Text passage →
*** Begin section ***
The Spanish property market is producing some paradoxical numbers at the moment, figures that show both soaring prices and falling sales overall. What’s the cause of this according to the experts?
The price of second-hand homes in Spain rose by 16.9 percent year-on-year in May, reaching €2,795 m/2, according to the latest Idealista property price index.
Yet house purchases have fallen compared with last year, with 4,713 fewer total transactions between January and March than in the same period of 2025, representing a 2.6 percent decline.
However, this dip comes as other key market indicators have reached high levels. The number of mortgages signed, for example, was the highest in the last 15 years (131,554) for a first quarter.
All regions are experiencing higher prices compared to the previous year.
Murcia (24.6 percent) leads the rises, followed by Cantabria (19 percent), Andalusia (18.3%) and Asturias (17.1 percent).
Below the national average are the increases in Castile-La Mancha (15.1 percent), Aragón (14.8 percent), Valencia (14.7 percent), Catalonia (14.2 percent), Madrid (11.9 percent) and the Basque Country (11.5 percent).
Increases of less than 10 percent were recorded in Castile and León (9.9 percent), Navarre (9.8 percent), Extremadura (9.6 percent), Galicia (9.5 percent) and La Rioja (9.2 percent).
The Balearic Islands (7.8 percent) and the Canary Islands (8 percent), meanwhile, recorded the smallest increases, but are both regions considered two of the hardest hit by Spain’s post-pandemic property price surge.
So what’s going on here — why are prices still rising so sharply when demand is down overall?
“It’s a question that often comes up, but it’s actually a normal feature of a changing market cycle,” Spanish property expert Mark Stücklin, who runs the long-established website Spanish Property Insight, told The Local.
“It looks as though we’re entering a new phase, with sales declining for the first time since mid-2023. Sales were broadly flat in Q4 last year and have now turned negative in Q1 2026, suggesting the market may be moving into a period of contraction after seven consecutive quarters of growth.
“That doesn’t mean prices will immediately follow,” Stücklin stressed.
“Prices typically lag changes in sales activity, and you often see cycles where sales fall but prices never do. So while the direction of travel in sales is now clearly downwards, it’s too early to conclude that prices have peaked.”
So what’s Stücklin’s property forecast for what remains of 2026?
“My expectation for the rest of the year is further weakness in sales growth and a gradual cooling of price increases.
“However, I don’t expect nominal prices to fall. Unlike previous downturns, there is no obvious bubble and no significant oversupply. The more likely scenario is that buyers are increasingly hitting affordability limits and becoming less willing or able to absorb further price increases.
For Pau A. Montserrat, Professor of Financial Economics at the University of the Balearic Islands (UIB), the decline in property sales coinciding with a rise in mortgages is far from an anomaly either.
He told Spanish daily El País that both trends are consistent because they reflect a change in the profile of the homebuyer: “A significant portion of demand came from purchases made without the need for financing, such as those by many non-residents, and that segment has been scaling back its activity for some time”.
“The fact that professionals or buyers with greater financial capacity are pulling back as they perceive a possible overheating of the property market may be an early sign of a change in the cycle,” he adds.
*** End section ***
Data block →
*** Begin section ***
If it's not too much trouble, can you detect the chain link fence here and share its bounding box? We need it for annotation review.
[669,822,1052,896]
*** End section ***
Exercise 1 → From the article on Spanish property prices, copy out the part that opens with the words containing "However, this dip" and closes with "Asturias (17.1 percent).".
Exercise 2 → List every region that the article on Spanish property prices gives a price increase of less than 10 percent, with its figure.

Expected answer 1 →
However, this dip comes as other key market indicators have reached high levels. The number of mortgages signed, for example, was the highest in the last 15 years (131,554) for a first quarter.
All regions are experiencing higher prices compared to the previous year.
Murcia (24.6 percent) leads the rises, followed by Cantabria (19 percent), Andalusia (18.3%) and Asturias (17.1 percent).

Expected answer 2 →
Castile and León (9.9 percent)
Navarre (9.8 percent)
Extremadura (9.6 percent)
Galicia (9.5 percent)
La Rioja (9.2 percent)
The Balearic Islands (7.8 percent)
The Canary Islands (8 percent)